Give back every one of the entries below word for word and in their original order, leaving out the pictures.
>> START
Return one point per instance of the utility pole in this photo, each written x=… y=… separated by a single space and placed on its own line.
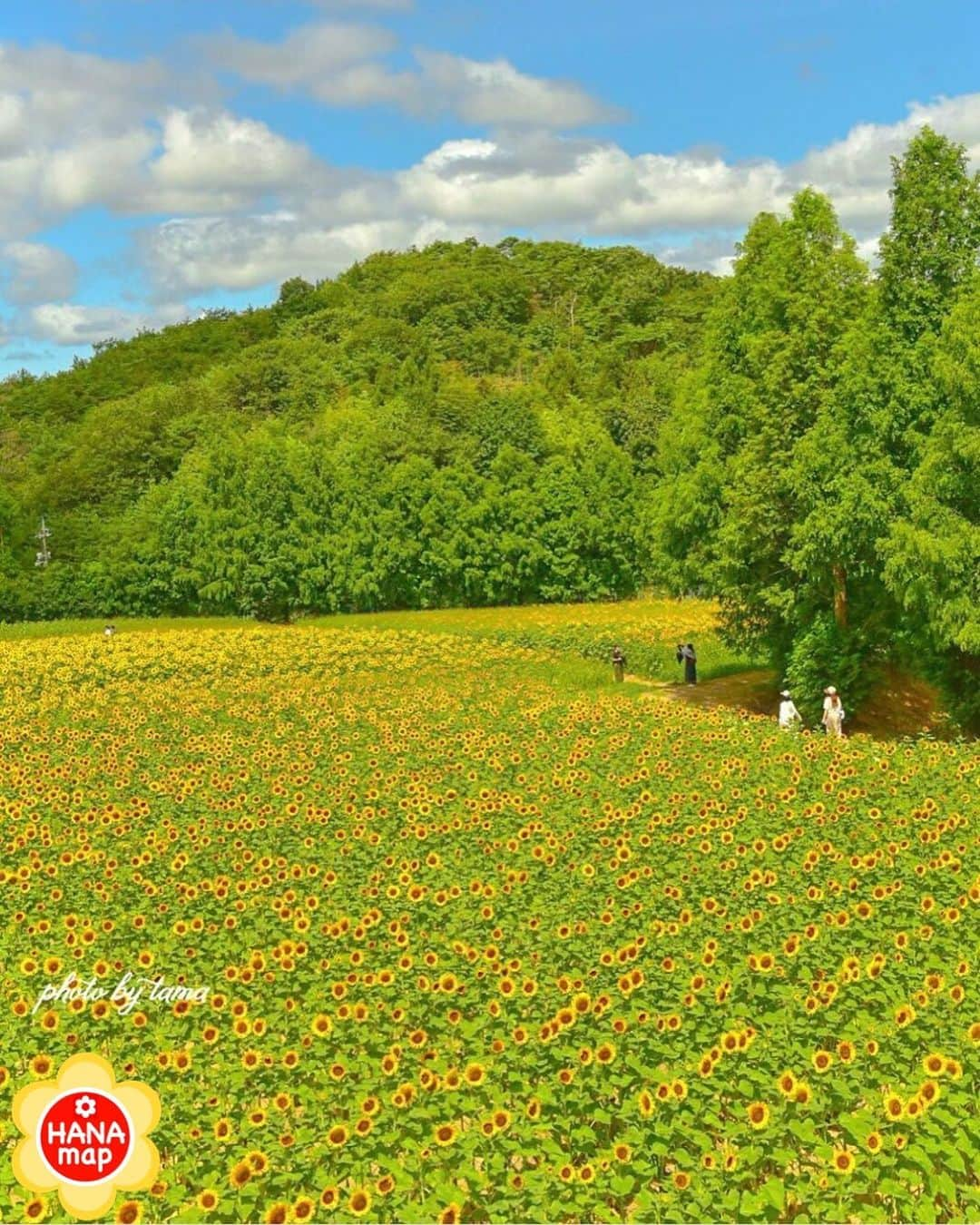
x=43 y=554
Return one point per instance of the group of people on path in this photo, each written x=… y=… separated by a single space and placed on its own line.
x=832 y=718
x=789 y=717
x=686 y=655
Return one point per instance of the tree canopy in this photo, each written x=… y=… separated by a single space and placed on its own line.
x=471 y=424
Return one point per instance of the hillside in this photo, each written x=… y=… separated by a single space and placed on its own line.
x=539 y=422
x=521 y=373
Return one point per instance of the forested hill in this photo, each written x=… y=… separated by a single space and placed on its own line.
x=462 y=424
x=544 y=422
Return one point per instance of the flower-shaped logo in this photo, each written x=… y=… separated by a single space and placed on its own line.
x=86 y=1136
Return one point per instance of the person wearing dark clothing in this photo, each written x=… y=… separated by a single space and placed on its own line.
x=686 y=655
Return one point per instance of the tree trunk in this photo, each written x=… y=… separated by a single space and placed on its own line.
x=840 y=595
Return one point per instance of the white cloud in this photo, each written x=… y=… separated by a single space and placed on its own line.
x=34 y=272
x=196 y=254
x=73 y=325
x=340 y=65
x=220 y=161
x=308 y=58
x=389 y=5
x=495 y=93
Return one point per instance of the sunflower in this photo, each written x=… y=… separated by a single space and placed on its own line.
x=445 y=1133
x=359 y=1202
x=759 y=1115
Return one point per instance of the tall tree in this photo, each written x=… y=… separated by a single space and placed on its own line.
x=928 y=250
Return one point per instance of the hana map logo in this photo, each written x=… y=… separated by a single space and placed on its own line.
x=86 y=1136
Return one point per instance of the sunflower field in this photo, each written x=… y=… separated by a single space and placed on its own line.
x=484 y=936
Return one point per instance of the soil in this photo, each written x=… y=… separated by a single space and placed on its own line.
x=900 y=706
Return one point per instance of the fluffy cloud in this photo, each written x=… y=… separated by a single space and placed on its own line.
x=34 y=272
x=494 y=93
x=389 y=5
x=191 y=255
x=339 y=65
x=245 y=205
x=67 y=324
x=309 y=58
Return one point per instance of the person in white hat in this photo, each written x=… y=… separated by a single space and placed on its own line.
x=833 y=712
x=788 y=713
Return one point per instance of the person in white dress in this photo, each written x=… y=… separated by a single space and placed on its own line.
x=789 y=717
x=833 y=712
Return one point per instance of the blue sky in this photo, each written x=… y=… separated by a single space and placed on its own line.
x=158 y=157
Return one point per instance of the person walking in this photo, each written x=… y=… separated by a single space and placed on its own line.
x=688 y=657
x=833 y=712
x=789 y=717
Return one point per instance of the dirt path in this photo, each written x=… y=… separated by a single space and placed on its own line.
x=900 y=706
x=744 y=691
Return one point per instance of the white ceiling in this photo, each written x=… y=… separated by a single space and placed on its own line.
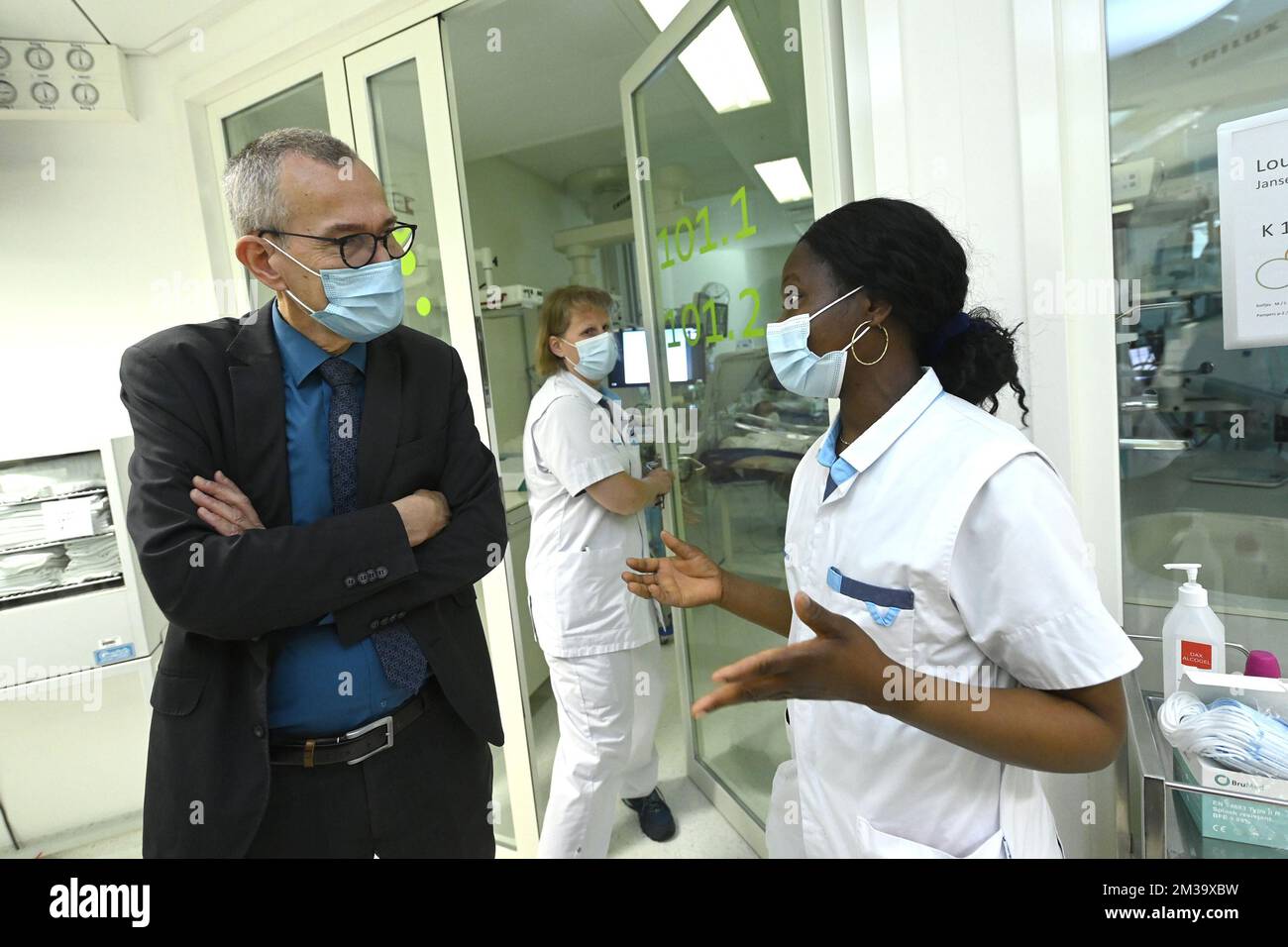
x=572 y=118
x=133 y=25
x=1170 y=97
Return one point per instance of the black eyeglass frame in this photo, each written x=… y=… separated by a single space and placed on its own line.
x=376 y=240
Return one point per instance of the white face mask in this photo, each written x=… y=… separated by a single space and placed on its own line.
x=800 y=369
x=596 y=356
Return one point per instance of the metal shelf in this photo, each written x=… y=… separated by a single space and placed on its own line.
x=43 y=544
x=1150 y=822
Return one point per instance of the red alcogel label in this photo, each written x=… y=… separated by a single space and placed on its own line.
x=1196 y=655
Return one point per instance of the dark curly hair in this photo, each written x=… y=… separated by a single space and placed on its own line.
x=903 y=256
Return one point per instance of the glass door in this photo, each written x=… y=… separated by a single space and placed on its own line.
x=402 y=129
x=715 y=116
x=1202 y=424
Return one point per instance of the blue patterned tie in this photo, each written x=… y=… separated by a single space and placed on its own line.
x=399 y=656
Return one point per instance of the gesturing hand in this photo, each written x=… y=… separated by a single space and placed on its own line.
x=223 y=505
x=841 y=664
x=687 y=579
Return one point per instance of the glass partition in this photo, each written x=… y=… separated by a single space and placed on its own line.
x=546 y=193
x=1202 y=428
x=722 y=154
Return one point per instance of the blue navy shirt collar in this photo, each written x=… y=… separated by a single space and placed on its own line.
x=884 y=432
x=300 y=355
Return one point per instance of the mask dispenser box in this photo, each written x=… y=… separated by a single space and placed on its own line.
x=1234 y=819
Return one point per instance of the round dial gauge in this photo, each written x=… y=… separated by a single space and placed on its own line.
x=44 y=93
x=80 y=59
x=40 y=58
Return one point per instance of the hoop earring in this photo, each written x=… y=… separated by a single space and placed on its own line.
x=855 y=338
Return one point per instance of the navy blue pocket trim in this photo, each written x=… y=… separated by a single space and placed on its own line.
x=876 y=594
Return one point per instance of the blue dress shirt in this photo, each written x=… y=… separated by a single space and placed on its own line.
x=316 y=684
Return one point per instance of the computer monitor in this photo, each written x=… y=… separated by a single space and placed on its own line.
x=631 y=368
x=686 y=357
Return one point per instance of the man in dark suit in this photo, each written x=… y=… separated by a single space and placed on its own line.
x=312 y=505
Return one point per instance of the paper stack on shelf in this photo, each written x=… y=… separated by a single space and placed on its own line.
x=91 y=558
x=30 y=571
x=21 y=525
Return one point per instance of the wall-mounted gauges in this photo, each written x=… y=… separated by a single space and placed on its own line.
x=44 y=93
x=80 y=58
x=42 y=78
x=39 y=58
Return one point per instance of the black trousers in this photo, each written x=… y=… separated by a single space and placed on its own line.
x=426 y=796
>> END
* _SOLUTION TO THIS TASK_:
Return one point per instance of the utility pole in this photo, each written x=… y=… separated by a single space and placed on its own line.
x=43 y=554
Return one point per instance of the group of people on path in this photo, each written x=… y=… separated by a single space and placed on its own line.
x=832 y=718
x=789 y=717
x=686 y=655
Return one point per instance of the tree canopy in this photo, each written x=… y=… separated by a single space and placed on its own line.
x=471 y=424
Return one point per instance of the hillside in this photo, each written x=… y=… separated by a single space and placed on its own line.
x=539 y=422
x=521 y=373
Return one point per instance of the forested hill in this photo, each written x=… y=… separated by a single space and placed on its own line.
x=462 y=424
x=544 y=422
Return one point per instance of the flower-shaped logo in this photo, each written x=… y=… separated by a single space and placed on its own line.
x=86 y=1136
Return one point per instance of the person wearing dark clothing in this photo, each written x=… y=… separated by a single space and placed on its own line.
x=686 y=655
Return one point per instance of the tree trunk in this photo, each written x=… y=… separated by a single space and placed on its own line.
x=840 y=595
Return one point per instance of the white cloud in this photo, each written x=… y=… separated by a single space and placed on its own line.
x=34 y=272
x=196 y=254
x=73 y=325
x=340 y=65
x=220 y=161
x=308 y=58
x=389 y=5
x=495 y=93
Return one point per instance of the sunflower in this photo, each written x=… y=… separated by a single space and placed on its own line.
x=445 y=1133
x=359 y=1202
x=759 y=1115
Return one point per instance of the tall tree in this photo, each written x=… y=… separated by a single space and placed on its own line.
x=928 y=250
Return one point per instance of the hana map logo in this photo, each written x=… y=… separated by a single space and placed on its own line.
x=86 y=1136
Return one point per instance of the sunflower field in this photo, each written x=… y=… separated by a single space and placed on its own line.
x=484 y=936
Return one point per instance of the soil in this photo, each written x=… y=… separated by a single space and placed on its own line.
x=900 y=706
Return one point per instance of the fluffy cloud in this photo, each written x=… y=… separated by a single space and placed on its own line.
x=34 y=272
x=494 y=93
x=389 y=5
x=191 y=255
x=339 y=65
x=245 y=205
x=67 y=324
x=309 y=58
Return one point per instance of the person in white hat in this photo, each written x=… y=… separated by a single space and placed on its own line.
x=833 y=712
x=788 y=713
Return one point per instance of the person in white dress in this photo, each written x=… y=… separated by a single space and placed on its own line.
x=789 y=717
x=833 y=712
Return one point per instance of the blue sky in this photo, each written x=… y=… separated by a single space and placed on its own line.
x=158 y=157
Return one point per instance of the person walking in this photo, each written x=… y=… separated by a single space and placed on its own line.
x=688 y=657
x=833 y=712
x=789 y=717
Return one point per instance of the dirt path in this photo, each written x=… y=… separated by a single space and placed on its own line.
x=900 y=706
x=744 y=691
Return one point per instance of the white ceiling in this photo, each written x=… y=… separated by a single space and placed on its own line.
x=572 y=118
x=133 y=25
x=1170 y=97
Return one point per instance of the black eyeglass frame in this photo, each written x=… y=… separated by a single space and placed on its own line.
x=376 y=240
Return one point per instance of the white face mask in this photo, each written x=… y=… separated by a single space and placed on its own line.
x=800 y=369
x=596 y=356
Return one point per instance of the metal shelf in this photo, each written x=… y=… separated by a single space and placed on its own line.
x=43 y=544
x=1150 y=822
Return one point per instance of the red alcogel label in this photo, each written x=… y=… separated by a single space and placed on its own line.
x=1196 y=655
Return one point per instance of the dark curly hair in this photo, each written x=… y=… separated by a single space and placed on its own line.
x=903 y=256
Return one point per instance of the glass door in this photo, each written x=… y=… separated by a single space and placed on its own line.
x=402 y=129
x=715 y=116
x=1202 y=424
Return one point per instance of the blue patterned tie in this photo, each written x=… y=… separated by a single space and placed on its own line.
x=399 y=656
Return one point per instance of the gesturing hand in this photo, each written x=… y=… separated by a single space and placed on its own line.
x=223 y=505
x=841 y=664
x=687 y=579
Return one point per instance of the glass partition in this photo, each written x=… y=… separated by a single space and placed on its own line.
x=546 y=193
x=1202 y=428
x=722 y=154
Return one point per instance of the blue navy shirt collar in this photo, each written x=… y=… separated by a single space and placed on its own line.
x=884 y=432
x=300 y=355
Return one point per instance of the mask dispenser box in this photo, each written x=… y=… separated by a single space and placed on its own line.
x=1234 y=819
Return one point per instance of the round dial gauge in this photo, each written x=… y=… separated by a single space and placed on its own line.
x=44 y=93
x=80 y=59
x=40 y=58
Return one point per instance of the hoop earring in this photo, each written x=… y=… separated by a single space and placed on its own line.
x=855 y=338
Return one point per instance of the navy blue pocket trim in this photo, each written x=… y=… separated by a single space and placed on its own line.
x=876 y=594
Return one point per instance of the blue dress shirt in this photo, each written x=… y=… separated by a single space and placed on its own line.
x=316 y=684
Return one point per instance of the computer monitor in this photo, each written x=… y=… separated by a single space and placed on its own line.
x=631 y=368
x=686 y=357
Return one point per instance of the man in dark suit in this photo, each written x=… y=… separated by a single space and placed on its own line.
x=312 y=505
Return one point per instance of the paper stack on shelf in this photo, each written x=… y=… separated by a single space and placed on its own line.
x=91 y=558
x=30 y=571
x=21 y=525
Return one point per instance of the wall-mounted gauges in this photo, each written x=… y=… separated by a single space and placed on its own line.
x=44 y=93
x=80 y=58
x=42 y=78
x=39 y=58
Return one point per instance of the black trousers in this photo, each written x=… y=… separated by a single space and placed on its own line.
x=426 y=796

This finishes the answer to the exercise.